To do:
Your answer should be the lines below from the one with "Could you kindly point to the bare" to the one with "Could you kindly point to the concrete", both included, given again exactly and with nothing added.

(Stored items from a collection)
■ ■ ■ ■ ■
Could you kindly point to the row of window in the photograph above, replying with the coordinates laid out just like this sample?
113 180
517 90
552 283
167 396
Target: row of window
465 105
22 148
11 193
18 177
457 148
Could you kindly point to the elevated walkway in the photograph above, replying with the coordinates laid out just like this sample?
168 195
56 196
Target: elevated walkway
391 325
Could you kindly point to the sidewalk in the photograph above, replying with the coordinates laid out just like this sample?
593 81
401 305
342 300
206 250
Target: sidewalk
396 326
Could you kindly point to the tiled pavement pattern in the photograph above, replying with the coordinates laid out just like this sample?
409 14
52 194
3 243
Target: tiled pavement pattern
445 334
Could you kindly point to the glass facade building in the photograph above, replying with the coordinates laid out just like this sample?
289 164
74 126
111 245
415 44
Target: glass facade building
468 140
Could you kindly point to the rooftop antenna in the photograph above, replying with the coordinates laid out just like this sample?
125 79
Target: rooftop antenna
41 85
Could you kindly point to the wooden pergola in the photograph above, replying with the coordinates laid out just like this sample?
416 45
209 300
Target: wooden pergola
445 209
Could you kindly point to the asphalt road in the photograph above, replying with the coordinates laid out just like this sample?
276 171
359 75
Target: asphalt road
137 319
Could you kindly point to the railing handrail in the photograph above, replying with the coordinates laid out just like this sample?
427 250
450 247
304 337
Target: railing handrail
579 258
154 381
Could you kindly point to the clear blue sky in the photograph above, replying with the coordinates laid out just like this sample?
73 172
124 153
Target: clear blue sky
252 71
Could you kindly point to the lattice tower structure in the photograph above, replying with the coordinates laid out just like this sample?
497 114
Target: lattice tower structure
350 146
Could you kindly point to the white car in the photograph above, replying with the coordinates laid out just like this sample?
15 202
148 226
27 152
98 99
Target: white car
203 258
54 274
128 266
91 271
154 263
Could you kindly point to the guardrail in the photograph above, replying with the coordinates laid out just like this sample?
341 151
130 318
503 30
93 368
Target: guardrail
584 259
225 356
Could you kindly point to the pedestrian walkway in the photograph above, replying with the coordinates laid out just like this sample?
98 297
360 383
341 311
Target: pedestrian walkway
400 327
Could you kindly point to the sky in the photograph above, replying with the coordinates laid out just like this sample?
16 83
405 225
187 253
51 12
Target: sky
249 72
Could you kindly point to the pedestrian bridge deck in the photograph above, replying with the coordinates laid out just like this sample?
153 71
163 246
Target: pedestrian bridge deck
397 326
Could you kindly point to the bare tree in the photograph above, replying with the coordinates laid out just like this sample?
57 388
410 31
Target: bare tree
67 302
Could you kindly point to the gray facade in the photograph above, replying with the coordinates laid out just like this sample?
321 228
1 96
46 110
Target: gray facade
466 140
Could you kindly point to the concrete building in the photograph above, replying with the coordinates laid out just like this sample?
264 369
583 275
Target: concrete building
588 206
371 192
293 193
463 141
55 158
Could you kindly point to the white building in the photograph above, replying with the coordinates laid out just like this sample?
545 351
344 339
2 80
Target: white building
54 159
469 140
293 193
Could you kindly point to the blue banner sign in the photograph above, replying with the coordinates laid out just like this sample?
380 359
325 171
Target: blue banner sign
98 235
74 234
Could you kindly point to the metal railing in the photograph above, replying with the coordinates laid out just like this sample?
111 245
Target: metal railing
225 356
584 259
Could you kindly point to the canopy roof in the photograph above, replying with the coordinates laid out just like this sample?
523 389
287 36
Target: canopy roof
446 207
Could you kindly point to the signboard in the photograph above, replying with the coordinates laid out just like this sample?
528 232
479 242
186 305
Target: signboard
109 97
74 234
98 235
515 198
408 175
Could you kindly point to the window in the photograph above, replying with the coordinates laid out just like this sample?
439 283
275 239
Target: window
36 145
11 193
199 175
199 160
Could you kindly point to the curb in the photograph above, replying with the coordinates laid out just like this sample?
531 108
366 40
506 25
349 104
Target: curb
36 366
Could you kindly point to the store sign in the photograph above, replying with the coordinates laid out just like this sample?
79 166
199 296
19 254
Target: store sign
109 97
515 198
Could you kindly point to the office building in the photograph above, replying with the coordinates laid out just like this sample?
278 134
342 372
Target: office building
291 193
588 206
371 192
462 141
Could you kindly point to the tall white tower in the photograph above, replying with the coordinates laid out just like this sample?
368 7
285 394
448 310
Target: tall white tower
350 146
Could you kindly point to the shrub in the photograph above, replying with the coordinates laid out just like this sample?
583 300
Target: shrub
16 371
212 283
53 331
■ ■ ■ ■ ■
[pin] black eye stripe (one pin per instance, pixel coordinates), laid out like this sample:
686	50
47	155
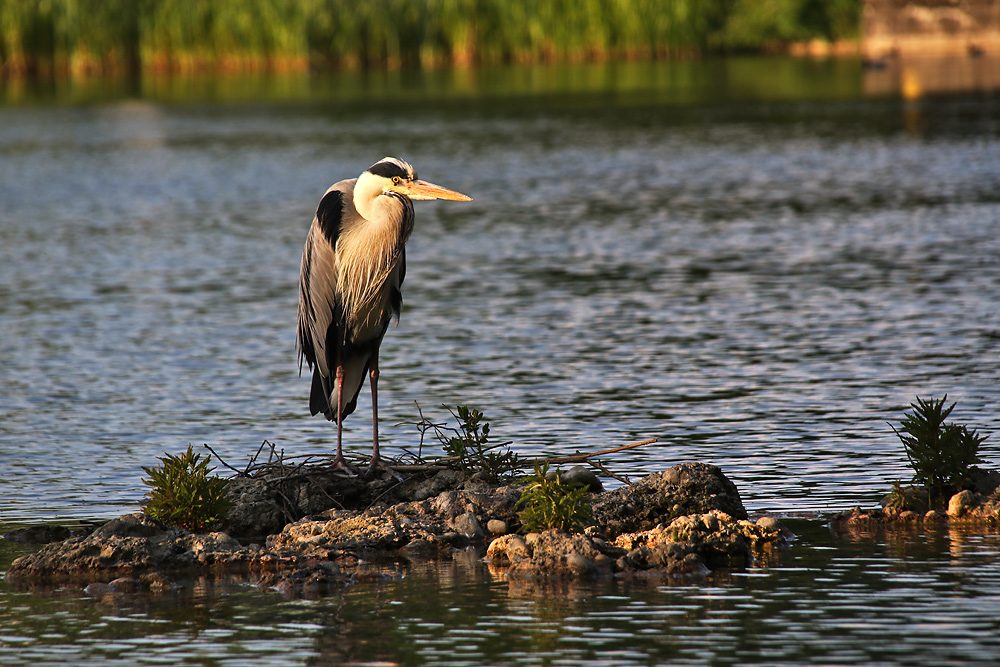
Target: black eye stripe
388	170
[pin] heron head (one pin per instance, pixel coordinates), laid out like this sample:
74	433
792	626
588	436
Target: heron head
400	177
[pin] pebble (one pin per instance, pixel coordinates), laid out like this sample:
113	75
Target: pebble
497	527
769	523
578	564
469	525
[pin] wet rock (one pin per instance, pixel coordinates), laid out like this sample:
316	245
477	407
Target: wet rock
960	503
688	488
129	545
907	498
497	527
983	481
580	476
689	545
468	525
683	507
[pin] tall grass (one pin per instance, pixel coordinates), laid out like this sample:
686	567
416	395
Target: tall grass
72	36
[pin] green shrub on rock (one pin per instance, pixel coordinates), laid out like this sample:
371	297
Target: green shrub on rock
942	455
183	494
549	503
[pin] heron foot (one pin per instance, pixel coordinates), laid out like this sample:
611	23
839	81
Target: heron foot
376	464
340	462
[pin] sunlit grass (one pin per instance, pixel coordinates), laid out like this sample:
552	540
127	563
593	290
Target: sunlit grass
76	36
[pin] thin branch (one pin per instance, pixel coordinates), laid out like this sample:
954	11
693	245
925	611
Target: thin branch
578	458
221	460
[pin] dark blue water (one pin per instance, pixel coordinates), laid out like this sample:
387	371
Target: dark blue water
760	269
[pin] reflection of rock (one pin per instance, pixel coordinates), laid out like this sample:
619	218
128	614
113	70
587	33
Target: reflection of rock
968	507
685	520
■ ■ ■ ■ ■
Response to this task:
Could you kindly point to the bare tree in the photograph above, replying with the coordinates laid out just like this sample?
57 388
410 31
Target: bare tree
67 302
Could you kindly point to the gray facade in the photograph above, replying with the coordinates laid out just like this sample?
321 228
1 96
46 110
Target: gray facade
466 140
Could you kindly point to the concrete building in the photograph above, replying with the coordinates laid out just like this sample?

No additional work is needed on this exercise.